Records from a data collection
┏━━

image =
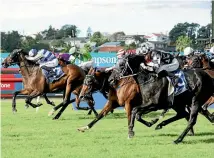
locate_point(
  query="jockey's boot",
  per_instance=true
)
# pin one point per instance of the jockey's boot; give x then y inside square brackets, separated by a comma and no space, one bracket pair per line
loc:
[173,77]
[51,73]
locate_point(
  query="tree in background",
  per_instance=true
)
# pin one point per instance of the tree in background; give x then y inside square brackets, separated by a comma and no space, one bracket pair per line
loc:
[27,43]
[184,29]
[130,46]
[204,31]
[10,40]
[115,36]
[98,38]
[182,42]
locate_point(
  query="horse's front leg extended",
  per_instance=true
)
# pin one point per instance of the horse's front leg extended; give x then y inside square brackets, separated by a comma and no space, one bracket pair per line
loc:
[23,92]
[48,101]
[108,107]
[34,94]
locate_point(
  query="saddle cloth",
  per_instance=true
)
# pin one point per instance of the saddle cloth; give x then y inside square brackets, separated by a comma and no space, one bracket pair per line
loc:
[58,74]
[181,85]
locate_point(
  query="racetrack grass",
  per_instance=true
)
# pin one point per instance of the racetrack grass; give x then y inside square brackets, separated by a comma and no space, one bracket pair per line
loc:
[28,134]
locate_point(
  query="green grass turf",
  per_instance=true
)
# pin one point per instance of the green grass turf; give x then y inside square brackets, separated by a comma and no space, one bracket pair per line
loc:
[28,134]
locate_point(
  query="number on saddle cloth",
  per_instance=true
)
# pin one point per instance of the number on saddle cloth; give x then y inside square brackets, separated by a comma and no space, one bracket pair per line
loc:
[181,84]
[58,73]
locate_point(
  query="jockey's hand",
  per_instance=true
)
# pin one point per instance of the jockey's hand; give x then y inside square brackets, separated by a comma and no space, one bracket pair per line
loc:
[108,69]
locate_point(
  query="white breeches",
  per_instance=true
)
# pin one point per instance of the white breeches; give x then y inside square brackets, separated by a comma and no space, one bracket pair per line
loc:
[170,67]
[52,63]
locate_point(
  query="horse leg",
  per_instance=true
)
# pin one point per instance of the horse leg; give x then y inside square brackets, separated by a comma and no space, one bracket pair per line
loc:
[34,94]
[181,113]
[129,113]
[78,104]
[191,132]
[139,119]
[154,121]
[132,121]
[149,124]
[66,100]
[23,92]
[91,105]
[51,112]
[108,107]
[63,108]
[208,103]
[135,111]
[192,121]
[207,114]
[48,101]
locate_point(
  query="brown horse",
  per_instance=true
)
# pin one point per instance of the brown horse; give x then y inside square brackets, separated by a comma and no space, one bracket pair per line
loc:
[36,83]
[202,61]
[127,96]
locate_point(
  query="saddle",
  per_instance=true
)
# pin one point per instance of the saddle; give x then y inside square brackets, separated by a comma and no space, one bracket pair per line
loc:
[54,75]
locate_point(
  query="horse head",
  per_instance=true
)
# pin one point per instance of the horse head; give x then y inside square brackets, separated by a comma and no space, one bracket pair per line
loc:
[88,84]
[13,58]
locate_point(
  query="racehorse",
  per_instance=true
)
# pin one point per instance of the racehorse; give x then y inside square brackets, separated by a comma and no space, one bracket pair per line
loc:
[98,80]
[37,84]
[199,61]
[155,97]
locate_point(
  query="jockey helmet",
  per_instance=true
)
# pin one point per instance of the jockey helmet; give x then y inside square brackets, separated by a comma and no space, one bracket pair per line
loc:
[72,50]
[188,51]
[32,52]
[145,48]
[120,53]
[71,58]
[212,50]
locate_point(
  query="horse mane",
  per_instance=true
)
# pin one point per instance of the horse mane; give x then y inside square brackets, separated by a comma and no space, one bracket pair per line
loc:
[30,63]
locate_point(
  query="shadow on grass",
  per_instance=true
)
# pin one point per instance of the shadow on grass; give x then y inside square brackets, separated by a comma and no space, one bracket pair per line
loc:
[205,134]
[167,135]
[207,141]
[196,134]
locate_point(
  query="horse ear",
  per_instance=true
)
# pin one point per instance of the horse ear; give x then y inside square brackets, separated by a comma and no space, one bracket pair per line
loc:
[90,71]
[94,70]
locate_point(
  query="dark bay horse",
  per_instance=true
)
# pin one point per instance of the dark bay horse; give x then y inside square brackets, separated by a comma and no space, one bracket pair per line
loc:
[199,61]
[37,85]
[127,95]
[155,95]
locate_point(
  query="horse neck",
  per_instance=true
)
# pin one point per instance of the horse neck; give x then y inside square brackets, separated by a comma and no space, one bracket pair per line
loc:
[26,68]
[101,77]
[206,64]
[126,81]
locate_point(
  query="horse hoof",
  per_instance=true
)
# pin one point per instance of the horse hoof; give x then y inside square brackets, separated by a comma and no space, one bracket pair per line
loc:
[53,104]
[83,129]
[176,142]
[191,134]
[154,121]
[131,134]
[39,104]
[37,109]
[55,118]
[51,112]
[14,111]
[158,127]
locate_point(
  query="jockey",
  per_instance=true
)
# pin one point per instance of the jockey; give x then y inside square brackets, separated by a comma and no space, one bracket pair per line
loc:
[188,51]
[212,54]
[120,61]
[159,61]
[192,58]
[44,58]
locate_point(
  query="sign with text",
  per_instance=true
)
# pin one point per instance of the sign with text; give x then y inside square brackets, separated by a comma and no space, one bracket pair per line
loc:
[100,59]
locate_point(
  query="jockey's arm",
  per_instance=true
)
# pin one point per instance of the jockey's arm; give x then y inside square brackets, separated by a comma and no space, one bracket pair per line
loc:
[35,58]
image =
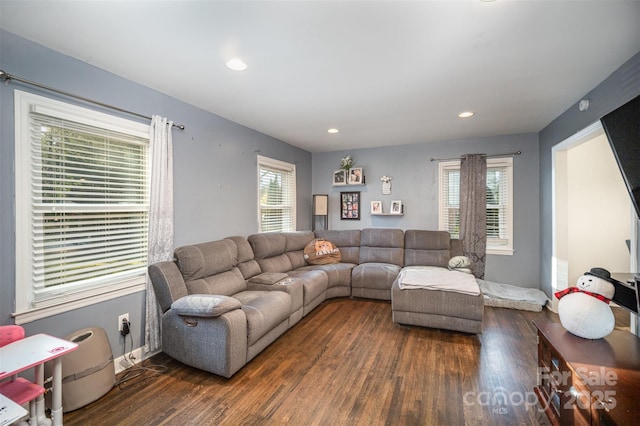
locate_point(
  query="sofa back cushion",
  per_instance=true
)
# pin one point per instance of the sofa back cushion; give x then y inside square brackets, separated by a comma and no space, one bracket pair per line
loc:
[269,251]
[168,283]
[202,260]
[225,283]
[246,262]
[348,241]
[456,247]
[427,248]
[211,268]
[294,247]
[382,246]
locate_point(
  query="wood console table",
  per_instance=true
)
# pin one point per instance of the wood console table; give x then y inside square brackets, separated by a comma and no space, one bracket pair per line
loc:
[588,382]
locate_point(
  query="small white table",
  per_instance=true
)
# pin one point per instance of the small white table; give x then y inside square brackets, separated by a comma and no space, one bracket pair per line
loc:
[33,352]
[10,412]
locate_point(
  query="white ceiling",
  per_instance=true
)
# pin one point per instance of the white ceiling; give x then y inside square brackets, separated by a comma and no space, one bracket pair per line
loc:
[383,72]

┗━━

> **What is being asked**: Filter the material above and copy each line that contains the string "turf". Treat the match as case-sensitive.

> **Answer to the exercise**:
  query="green grass turf",
# pin one point per instance of the green grass turf; give x then y inside square brackets, separated by a comma and no space, one bracket pair per line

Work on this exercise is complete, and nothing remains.